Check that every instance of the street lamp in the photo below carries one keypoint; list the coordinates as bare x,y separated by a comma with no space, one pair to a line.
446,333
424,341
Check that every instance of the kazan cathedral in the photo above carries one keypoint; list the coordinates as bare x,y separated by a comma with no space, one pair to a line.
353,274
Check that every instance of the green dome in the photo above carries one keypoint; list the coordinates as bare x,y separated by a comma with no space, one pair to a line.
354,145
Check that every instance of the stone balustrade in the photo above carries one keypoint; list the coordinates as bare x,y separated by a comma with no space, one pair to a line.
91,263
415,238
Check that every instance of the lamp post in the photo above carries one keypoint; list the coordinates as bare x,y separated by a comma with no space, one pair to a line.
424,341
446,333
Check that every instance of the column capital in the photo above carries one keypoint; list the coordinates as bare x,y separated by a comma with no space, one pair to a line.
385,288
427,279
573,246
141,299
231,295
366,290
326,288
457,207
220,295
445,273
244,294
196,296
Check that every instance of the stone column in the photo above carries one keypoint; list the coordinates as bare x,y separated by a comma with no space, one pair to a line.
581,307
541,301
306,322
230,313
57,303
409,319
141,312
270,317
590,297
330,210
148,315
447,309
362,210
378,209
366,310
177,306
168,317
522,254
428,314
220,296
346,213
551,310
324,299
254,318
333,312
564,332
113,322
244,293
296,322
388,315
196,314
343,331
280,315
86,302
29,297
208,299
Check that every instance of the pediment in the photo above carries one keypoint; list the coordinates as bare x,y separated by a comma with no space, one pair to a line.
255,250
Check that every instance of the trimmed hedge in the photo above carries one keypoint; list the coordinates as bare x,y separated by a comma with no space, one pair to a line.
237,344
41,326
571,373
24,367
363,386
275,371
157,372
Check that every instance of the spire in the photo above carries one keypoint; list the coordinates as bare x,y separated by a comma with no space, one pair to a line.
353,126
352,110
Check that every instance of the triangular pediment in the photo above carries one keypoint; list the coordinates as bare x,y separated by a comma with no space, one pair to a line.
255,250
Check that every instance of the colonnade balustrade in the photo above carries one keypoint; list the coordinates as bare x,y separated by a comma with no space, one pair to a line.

◆ What is required
Retype the entire listing without altering anything.

◆ Solved problem
Check that every instance of the street lamp in the photo below carries one keypoint; list the coordinates as bare x,y separated by a comma with no space, one pair to a line.
446,333
424,341
Check that every instance of the kazan cathedral in the photo above carries one keypoint; list the coordinates as bare x,y separated by a comma with no space, one pair to a line.
353,274
Check that every instance of the green dome in the photo above carries one keypoint; list the coordinates as bare x,y separated by a comma with no space, one pair to a line.
354,145
Check that every instance of the stone balustrade in the photo above carries one keypoint; list the coordinates as bare x,y separated by a comma with no space, one pair to a line.
91,263
415,238
Check that every instance of the lamp post in the photo above carries one keypoint; list the coordinates as bare x,y separated by a comma with no space, one pair to a line.
424,341
446,333
Check that every instance of the column capital in the photo above carries one keypoint; list the coordinates as bare x,y separated by a comma with no space, one pair to a line.
385,288
427,279
573,246
141,299
231,295
366,290
326,288
457,207
220,295
445,273
244,294
196,296
Check that every instance of the stone column in the photo above carries one keypoint; list the coordinates as bare x,y separated by a comma with no space, one pair to a line.
581,307
541,301
306,322
230,313
57,303
409,319
141,312
270,317
590,297
330,210
148,315
447,309
362,210
378,209
366,310
177,306
168,317
522,254
428,314
220,296
346,213
551,310
324,299
254,318
333,312
564,332
113,322
244,293
296,322
388,315
196,314
343,331
280,315
86,302
29,297
208,299
Check that every instance of the pediment in the photo above carries one keypoint; list the coordinates as bare x,y separated by a comma with no space, one pair to a line.
255,250
Check that every instance of the trimmed hedge in the photo above carries one keypoint; list the coordinates as bare x,y separated by a comma with no space, one pair to a line.
237,344
41,326
571,373
24,367
363,386
275,371
157,372
Check that every instance of the spire in the photo above carries one keypoint; list the coordinates as bare x,y separated by a comma with no space, one pair to a line.
353,126
352,110
Check that every instance of the triangular pediment in the photo above carries one keypoint; list the coordinates as bare x,y separated by a comma with no space, one pair to a line.
255,250
Check that every instance of the colonnade balustrade in the photo above carries one keypoint; list the coordinates as bare x,y separated by a comma with no space, one pair to a line.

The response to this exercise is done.